TASK TO CARRY OUT>
Will you quote all of the entries, word for word?

RECORDS PROVIDED>
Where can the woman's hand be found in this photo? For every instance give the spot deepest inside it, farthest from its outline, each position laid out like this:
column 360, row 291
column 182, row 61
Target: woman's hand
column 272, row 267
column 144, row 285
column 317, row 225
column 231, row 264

TASK RESULT>
Where can the woman's hand be found in this photo? For every instance give the spot deepest inside it, farthest from its outline, each position laid out like this:
column 360, row 291
column 182, row 61
Target: woman's hand
column 272, row 267
column 144, row 285
column 317, row 225
column 231, row 264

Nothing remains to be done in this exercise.